GIVEN RECORDS: Begin

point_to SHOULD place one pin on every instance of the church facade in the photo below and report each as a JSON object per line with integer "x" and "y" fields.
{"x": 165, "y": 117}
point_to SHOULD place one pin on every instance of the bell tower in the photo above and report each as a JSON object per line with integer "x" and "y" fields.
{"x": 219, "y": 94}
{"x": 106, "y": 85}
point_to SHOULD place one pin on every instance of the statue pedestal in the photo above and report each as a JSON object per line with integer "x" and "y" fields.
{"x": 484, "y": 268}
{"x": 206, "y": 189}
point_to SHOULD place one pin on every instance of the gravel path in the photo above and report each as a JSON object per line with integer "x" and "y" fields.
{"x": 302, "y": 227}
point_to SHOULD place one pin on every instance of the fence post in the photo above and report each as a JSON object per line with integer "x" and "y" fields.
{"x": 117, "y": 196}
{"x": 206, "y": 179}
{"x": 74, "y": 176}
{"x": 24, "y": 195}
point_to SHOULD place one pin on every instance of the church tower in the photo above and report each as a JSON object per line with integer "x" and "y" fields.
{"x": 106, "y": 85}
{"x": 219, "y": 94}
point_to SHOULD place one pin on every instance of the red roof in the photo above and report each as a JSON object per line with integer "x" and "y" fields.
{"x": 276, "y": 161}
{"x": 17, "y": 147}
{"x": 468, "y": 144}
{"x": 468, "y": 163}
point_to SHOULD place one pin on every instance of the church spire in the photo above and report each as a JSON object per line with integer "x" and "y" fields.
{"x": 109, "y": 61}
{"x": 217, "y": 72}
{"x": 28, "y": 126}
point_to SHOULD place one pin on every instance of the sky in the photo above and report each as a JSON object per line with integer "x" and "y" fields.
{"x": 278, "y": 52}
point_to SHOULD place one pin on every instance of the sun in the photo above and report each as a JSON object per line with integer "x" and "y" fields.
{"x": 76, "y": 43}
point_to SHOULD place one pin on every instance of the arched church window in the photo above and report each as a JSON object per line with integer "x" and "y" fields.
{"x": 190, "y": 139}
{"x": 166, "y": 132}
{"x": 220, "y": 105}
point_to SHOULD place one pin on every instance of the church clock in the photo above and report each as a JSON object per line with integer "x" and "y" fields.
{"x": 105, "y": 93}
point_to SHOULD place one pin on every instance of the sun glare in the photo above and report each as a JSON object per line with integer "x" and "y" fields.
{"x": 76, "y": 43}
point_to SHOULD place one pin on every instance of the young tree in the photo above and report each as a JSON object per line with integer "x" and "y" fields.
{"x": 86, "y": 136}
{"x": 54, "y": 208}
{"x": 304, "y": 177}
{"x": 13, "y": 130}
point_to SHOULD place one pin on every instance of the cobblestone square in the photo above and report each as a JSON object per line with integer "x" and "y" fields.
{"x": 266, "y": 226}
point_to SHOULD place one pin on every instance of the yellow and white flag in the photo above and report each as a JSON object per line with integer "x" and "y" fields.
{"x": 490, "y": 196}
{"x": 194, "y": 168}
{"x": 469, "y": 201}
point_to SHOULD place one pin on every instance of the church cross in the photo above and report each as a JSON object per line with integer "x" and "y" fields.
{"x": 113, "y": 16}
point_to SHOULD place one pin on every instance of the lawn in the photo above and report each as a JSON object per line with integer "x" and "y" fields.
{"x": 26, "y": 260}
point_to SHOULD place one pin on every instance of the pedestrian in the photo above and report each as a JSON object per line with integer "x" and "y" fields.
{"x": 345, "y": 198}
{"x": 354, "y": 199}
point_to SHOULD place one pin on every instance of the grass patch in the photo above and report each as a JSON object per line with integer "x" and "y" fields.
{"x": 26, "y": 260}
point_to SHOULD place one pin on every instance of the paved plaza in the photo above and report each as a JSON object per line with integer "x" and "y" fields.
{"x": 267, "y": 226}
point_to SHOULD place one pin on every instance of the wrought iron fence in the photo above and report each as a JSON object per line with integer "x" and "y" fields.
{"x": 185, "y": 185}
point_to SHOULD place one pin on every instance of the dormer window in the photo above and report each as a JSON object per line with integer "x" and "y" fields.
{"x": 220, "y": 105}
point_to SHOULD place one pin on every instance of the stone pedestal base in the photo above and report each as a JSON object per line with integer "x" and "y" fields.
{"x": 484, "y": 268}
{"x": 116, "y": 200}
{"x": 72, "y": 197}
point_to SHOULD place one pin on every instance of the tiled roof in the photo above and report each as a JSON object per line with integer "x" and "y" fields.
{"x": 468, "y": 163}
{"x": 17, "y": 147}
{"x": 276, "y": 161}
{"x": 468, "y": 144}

GIVEN RECORDS: End

All of the data above should be reproduced verbatim.

* RESULT OF THE TASK:
point_to SHOULD place one pin on every instance of the church facade in the photo below and report each as a JSON object per line with integer "x" and "y" fields.
{"x": 165, "y": 117}
point_to SHOULD place one pin on every instance of the bell tower in the photo above and report each as a JSON object per line with integer "x" and "y" fields.
{"x": 219, "y": 94}
{"x": 106, "y": 85}
point_to SHOULD place one pin on every instance of the statue pedestal in the photo above and report each as a JSON object per line with integer "x" and "y" fields.
{"x": 484, "y": 268}
{"x": 206, "y": 189}
point_to SHOULD place one pin on every instance of the gravel path in the photo above and report each as a JSON object per line with integer "x" and "y" fields.
{"x": 302, "y": 227}
point_to SHOULD place one pin on every instance of the fence post in the photo above and report each as a JSON object per line with integer "x" and "y" fields.
{"x": 117, "y": 196}
{"x": 206, "y": 179}
{"x": 74, "y": 176}
{"x": 24, "y": 195}
point_to SHOULD place one pin on every instance of the church tower in the photo above and report each as a JSON object per line with integer "x" and "y" fields.
{"x": 106, "y": 85}
{"x": 219, "y": 94}
point_to SHOULD place one pin on every instance of the red roof in the photo above and report each as a JSON object per line with integer "x" and "y" fields.
{"x": 276, "y": 161}
{"x": 17, "y": 147}
{"x": 468, "y": 144}
{"x": 468, "y": 163}
point_to SHOULD place one pin on every instance of the church spire in the photo above and report each as a JSON object per line with integer "x" and "y" fields.
{"x": 109, "y": 61}
{"x": 217, "y": 72}
{"x": 28, "y": 126}
point_to SHOULD place one pin on every instance of the sky in the photo above and report each as a JSON object per line with integer "x" and "y" fields.
{"x": 278, "y": 52}
point_to SHOULD place one pin on every instance of the sun in the photo above and report each as a JSON object per line with integer "x" and "y" fields.
{"x": 76, "y": 43}
point_to SHOULD place one pin on every instance of the arched church window in the photo above and report each as a JSON object per line with integer "x" and "y" fields.
{"x": 190, "y": 139}
{"x": 166, "y": 132}
{"x": 220, "y": 105}
point_to SHOULD place one pin on every instance of the church clock in the photo above and report each as a JSON object per line with integer "x" and "y" fields.
{"x": 105, "y": 93}
point_to SHOULD place one pin on every instance of the sun glare in the photo above and report each as a JSON object per line with integer "x" and "y" fields.
{"x": 76, "y": 43}
point_to SHOULD place one pin on every instance of the young tree in the photo above and report each as a JSON object per line with integer "x" and "y" fields.
{"x": 86, "y": 136}
{"x": 54, "y": 208}
{"x": 304, "y": 177}
{"x": 13, "y": 130}
point_to SHOULD place one pin on every instance of the cobblestone square in the photo above and report each as a JSON object per line with integer "x" and "y" fields.
{"x": 266, "y": 226}
point_to SHOULD place one pin on every instance of the yellow and white flag in the photo above and report each as a JSON object per line with integer "x" and "y" fields.
{"x": 490, "y": 196}
{"x": 194, "y": 168}
{"x": 469, "y": 201}
point_to SHOULD place one pin on every instance of the church cross in the photo above and report each as a JSON object per line with integer "x" and "y" fields.
{"x": 113, "y": 16}
point_to SHOULD place one pin on every instance of the lawn in the photo above and report each as a JSON object per line with integer "x" and "y" fields.
{"x": 26, "y": 260}
point_to SHOULD place one pin on every instance of the pedestrian in the photo above and report each as a JSON object per line with integer "x" and "y" fields.
{"x": 345, "y": 198}
{"x": 354, "y": 199}
point_to SHOULD place one pin on every instance of the grass patch in the photo above and report each as a JSON object per line with integer "x" and "y" fields.
{"x": 26, "y": 260}
point_to SHOULD place one pin on every instance of the paved plaza in the photo above and report each as a JSON object per line with integer "x" and "y" fields.
{"x": 267, "y": 226}
point_to SHOULD place one pin on every instance of the wrought iron fence in the photo above and report each as a JSON object per line with integer "x" and "y" fields.
{"x": 185, "y": 185}
point_to SHOULD place one pin on every instance of the dormer window in the photo above and report each as a JSON object per line with integer "x" and "y" fields.
{"x": 220, "y": 105}
point_to SHOULD place one pin on every instance of the stone pedestal base in the photo above and report each as a JSON object per line with integer "x" and "y" fields.
{"x": 484, "y": 268}
{"x": 116, "y": 200}
{"x": 72, "y": 197}
point_to SHOULD place one pin on every instance of the tiled roof in the photo above and report each as a JSON object per line with integer "x" and "y" fields.
{"x": 468, "y": 163}
{"x": 17, "y": 147}
{"x": 276, "y": 161}
{"x": 468, "y": 144}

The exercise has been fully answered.